Each record must be printed again exactly as given.

╭─ Given entries

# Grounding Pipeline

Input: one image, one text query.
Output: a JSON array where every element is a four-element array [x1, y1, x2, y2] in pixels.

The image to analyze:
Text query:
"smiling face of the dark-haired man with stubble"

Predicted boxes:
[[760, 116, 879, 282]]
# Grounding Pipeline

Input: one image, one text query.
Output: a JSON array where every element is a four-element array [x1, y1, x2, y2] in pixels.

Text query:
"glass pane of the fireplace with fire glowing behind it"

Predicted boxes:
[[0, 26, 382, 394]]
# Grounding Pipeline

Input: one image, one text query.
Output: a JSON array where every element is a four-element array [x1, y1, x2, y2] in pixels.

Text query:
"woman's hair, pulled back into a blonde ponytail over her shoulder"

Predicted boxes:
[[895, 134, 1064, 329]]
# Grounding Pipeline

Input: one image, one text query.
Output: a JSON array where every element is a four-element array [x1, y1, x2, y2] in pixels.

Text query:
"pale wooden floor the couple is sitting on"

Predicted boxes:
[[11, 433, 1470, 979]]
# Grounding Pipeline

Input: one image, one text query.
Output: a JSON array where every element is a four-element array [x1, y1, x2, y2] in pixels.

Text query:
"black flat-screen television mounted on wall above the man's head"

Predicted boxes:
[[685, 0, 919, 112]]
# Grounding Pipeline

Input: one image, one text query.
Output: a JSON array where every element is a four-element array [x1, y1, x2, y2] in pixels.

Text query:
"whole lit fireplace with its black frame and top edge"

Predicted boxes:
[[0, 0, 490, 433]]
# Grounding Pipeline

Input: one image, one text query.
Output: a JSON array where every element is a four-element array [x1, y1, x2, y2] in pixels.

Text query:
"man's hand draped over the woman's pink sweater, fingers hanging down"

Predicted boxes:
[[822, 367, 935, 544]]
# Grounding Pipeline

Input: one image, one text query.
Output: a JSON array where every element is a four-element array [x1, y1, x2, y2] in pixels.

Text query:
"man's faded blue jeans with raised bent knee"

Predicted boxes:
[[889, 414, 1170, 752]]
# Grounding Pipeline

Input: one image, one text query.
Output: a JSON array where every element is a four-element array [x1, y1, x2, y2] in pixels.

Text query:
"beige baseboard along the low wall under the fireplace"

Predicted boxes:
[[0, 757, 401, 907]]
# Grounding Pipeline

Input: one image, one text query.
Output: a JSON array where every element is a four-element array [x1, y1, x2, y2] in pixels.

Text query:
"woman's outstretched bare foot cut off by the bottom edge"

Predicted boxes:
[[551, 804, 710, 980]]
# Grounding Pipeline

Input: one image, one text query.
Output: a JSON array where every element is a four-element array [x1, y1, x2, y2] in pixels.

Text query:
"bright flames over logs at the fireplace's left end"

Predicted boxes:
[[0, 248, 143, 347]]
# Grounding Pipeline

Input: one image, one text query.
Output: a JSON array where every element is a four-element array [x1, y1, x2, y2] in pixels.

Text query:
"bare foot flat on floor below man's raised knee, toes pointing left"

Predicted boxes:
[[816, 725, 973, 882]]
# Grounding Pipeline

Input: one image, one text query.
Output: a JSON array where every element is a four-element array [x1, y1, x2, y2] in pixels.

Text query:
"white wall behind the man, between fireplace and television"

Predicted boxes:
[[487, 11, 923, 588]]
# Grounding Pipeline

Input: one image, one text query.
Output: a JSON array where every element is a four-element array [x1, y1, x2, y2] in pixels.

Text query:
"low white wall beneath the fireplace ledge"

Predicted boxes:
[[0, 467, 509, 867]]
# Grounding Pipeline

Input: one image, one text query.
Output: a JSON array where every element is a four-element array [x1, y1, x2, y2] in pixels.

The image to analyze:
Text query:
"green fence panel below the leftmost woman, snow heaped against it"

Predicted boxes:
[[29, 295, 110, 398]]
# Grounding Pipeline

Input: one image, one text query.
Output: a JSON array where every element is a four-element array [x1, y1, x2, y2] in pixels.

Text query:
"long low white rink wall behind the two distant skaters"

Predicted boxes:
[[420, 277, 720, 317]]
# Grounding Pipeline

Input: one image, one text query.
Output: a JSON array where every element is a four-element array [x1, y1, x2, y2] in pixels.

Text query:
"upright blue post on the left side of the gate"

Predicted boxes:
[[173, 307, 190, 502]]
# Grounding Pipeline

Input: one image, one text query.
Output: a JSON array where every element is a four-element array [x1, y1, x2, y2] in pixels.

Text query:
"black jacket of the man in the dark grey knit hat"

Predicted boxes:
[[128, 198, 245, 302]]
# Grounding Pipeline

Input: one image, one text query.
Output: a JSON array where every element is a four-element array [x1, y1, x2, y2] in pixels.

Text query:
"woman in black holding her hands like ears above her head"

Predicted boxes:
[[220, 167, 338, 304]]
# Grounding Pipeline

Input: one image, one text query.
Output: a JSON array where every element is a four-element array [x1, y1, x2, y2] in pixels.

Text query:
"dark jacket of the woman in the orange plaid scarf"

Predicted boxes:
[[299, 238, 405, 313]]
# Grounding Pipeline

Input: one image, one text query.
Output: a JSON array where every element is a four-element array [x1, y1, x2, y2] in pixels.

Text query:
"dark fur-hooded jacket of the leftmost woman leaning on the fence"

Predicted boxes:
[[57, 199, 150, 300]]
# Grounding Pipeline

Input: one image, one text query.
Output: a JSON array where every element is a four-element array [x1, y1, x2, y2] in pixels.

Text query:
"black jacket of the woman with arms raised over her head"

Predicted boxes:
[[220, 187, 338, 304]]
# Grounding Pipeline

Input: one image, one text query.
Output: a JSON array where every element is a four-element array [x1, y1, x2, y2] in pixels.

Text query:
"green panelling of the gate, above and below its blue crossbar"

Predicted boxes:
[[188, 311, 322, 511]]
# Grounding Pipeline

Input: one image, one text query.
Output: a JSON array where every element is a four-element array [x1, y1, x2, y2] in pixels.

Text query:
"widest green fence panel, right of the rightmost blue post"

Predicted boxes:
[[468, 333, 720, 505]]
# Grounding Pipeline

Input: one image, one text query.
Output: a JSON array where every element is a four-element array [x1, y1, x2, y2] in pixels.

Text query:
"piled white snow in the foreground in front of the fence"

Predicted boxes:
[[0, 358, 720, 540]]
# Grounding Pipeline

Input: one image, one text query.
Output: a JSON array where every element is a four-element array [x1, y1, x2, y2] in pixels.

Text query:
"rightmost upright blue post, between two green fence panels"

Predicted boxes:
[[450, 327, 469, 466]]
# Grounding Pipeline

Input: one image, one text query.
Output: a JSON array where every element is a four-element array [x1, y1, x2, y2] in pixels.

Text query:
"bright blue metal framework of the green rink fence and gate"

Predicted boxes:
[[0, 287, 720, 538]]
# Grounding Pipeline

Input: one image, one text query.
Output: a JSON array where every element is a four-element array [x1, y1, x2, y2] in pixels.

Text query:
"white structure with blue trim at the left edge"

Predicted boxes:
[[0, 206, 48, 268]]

╰─

▶ Solution to this problem
# Grounding Pipeline

Input: one image, one text query.
Output: a JSON array where every element is a four-element array [x1, y1, x2, y2] in pixels.

The image to analyze:
Text query:
"smiling face of the dark-haired man with stubble"

Predicted boxes:
[[760, 116, 879, 282]]
# Grounding Pipeline

Input: one image, one text query.
Output: a JSON array where every element is a four-element array [x1, y1, x2, y2] in pixels.

Text query:
"glass pane of the fireplace with fire glowing behind it"

Predicted boxes:
[[0, 26, 382, 394]]
# Grounding Pipeline

Input: one image, one text query.
Output: a JSON array where every element is a four-element array [x1, y1, x2, y2] in pixels.

Text query:
"woman's hair, pulled back into a blonde ponytail over her shoulder"

Predicted boxes:
[[895, 134, 1064, 329]]
# Grounding Pipeline

Input: one image, one text query.
Output: a JSON array where every element is a four-element array [x1, y1, x2, y2] in pixels.

Text query:
"pale wooden floor the couple is sitting on"

Predicted boxes:
[[11, 433, 1470, 979]]
# Grounding Pipeline

Input: one image, one text query.
Output: a JSON array where every element is a four-element array [x1, y1, x2, y2] in pixels.

Text query:
"black flat-screen television mounted on wall above the man's head"

Predicted boxes:
[[685, 0, 919, 112]]
# Grounding Pipeline

Input: one image, one text query.
Output: a JSON array where every element is a four-element array [x1, y1, x2, y2] in pixels.

Text query:
"whole lit fireplace with its black frame and top edge"

Predicted boxes:
[[0, 0, 490, 433]]
# Grounding Pipeline

Input: one image, one text query.
Output: a JSON array where every element is a four-element array [x1, y1, x2, y2] in pixels.

Text query:
"man's hand draped over the woman's pink sweater, fingers hanging down"

Predicted boxes:
[[822, 367, 935, 544]]
# Grounding Pipeline

Input: one image, one text query.
Output: a JSON array where every element is a four-element array [x1, y1, x2, y2] in pixels.

Text query:
"man's faded blue jeans with raised bent knee"

Predicted boxes:
[[889, 414, 1170, 752]]
# Grounding Pipeline

Input: one image, one text query.
Output: a JSON array where every element is a four-element array [x1, y1, x2, y2] in pixels.

Text query:
"beige baseboard along the low wall under the fireplace"

Predicted boxes:
[[0, 757, 401, 907]]
# Grounding Pipeline

Input: one image, one text query.
Output: a JSON array where every element is a four-element array [x1, y1, x2, y2] in pixels.

Text query:
"woman's outstretched bare foot cut off by the bottom edge"

Predicted boxes:
[[551, 804, 710, 980]]
# Grounding Pipeline

Input: one image, one text query.
Output: a JSON array where every element is a four-element array [x1, y1, x2, y2] in pixels.

Text query:
"bright flames over logs at the fireplace's left end"

Predicted boxes:
[[0, 248, 143, 347]]
# Grounding Pipeline

Input: one image, one text query.
Output: a JSON array where every element is a four-element array [x1, y1, x2, y2] in pixels.

Text query:
"bare foot flat on floor below man's raised knee, toes pointing left"

Predicted boxes:
[[816, 725, 973, 882]]
# Grounding Pipeline

Input: one image, one text query.
Output: a JSON array where every element is a four-element array [x1, y1, x2, y2] in pixels.

Text query:
"white wall behind the man, between fireplace and television"

Predicted boxes:
[[487, 11, 923, 588]]
# Grounding Pipeline

Input: one image, one text query.
Output: a JSON array where every element is a four-element array [x1, y1, x2, y2] in pixels.

Text query:
"low white wall beneath the fireplace ledge"

Predicted boxes:
[[0, 467, 509, 867]]
# Grounding Pipeline

Input: one image, one text query.
Output: a JSON array where every element is a four-element array [x1, y1, x2, y2] in pixels.

The image to analyze:
Text query:
"green fence panel below the leftmost woman, snow heaped against it"

Predicted boxes:
[[29, 295, 110, 398]]
# Grounding Pipeline

Input: one image, one text query.
Output: a JSON array where every element is a four-element array [x1, y1, x2, y2] in pixels.

Text query:
"long low white rink wall behind the two distant skaters"

Predicted boxes:
[[420, 277, 720, 317]]
# Grounding Pipeline

Input: one image, one text query.
Output: a JSON array where every element is a four-element array [x1, y1, x2, y2] in pixels.

Text query:
"upright blue post on the left side of the gate"

Predicted boxes:
[[173, 307, 190, 502]]
# Grounding Pipeline

Input: one image, one text query.
Output: a JSON array where every element is a four-element array [x1, y1, x2, y2] in pixels.

Text query:
"black jacket of the man in the dark grey knit hat"

Predicted boxes:
[[128, 198, 245, 302]]
# Grounding Pipeline

Input: one image, one text query.
Output: a JSON array where every element is a four-element array [x1, y1, x2, y2] in pixels.

Text query:
"woman in black holding her hands like ears above her head"

Predicted boxes:
[[220, 167, 338, 304]]
# Grounding Pipeline

Input: one image, one text query.
Output: a JSON array where every element is a four-element array [x1, y1, x2, y2] in pixels.

Text query:
"dark jacket of the woman in the orange plaid scarf"

Predicted boxes:
[[299, 238, 405, 313]]
# Grounding Pipeline

Input: one image, one text query.
Output: a JSON array where every element is a four-element array [x1, y1, x2, y2] in pixels.

Text query:
"dark fur-hooded jacket of the leftmost woman leaning on the fence"

Predicted boxes:
[[57, 199, 150, 300]]
# Grounding Pipeline

Input: one image, one text query.
Output: a JSON array where every element is a four-element array [x1, y1, x2, y2] in pixels.

Text query:
"black jacket of the woman with arms raised over her head"

Predicted boxes:
[[220, 187, 338, 304]]
# Grounding Pipeline

Input: one image, one text query.
Output: a JSON array where every element is a four-element array [x1, y1, x2, y2] in pixels.

Text query:
"green panelling of the gate, above and below its blue crossbar"

Predicted boxes:
[[188, 311, 322, 511]]
# Grounding Pipeline

Input: one image, one text query.
Output: a JSON array where every element is a four-element array [x1, y1, x2, y2] in pixels.

Text query:
"widest green fence panel, right of the rightmost blue post"

Predicted boxes:
[[468, 333, 720, 505]]
# Grounding Pipeline

Input: one image, one text query.
Output: a JSON array where every element is a four-element array [x1, y1, x2, y2] in pixels.

Text query:
"piled white snow in the foreground in front of the fence"

Predicted boxes:
[[0, 358, 720, 540]]
# Grounding Pipeline

Input: one image, one text query.
Output: a JSON array where every element is a four-element array [x1, y1, x2, y2] in pixels.

Text query:
"rightmost upright blue post, between two green fence panels"

Predicted boxes:
[[450, 327, 469, 466]]
# Grounding Pipeline

Input: one image, one text query.
Output: a JSON array where every element is a four-element array [x1, y1, x2, y2] in pixels.

Text query:
"bright blue metal framework of the green rink fence and gate"

Predicted boxes:
[[0, 287, 720, 538]]
# Grounding Pipeline

Input: one image, one text query.
Output: a JSON array where every element is a four-element array [x1, y1, x2, y2] in pixels.

Text query:
"white structure with blue trim at the left edge"

Predicted boxes:
[[0, 206, 48, 268]]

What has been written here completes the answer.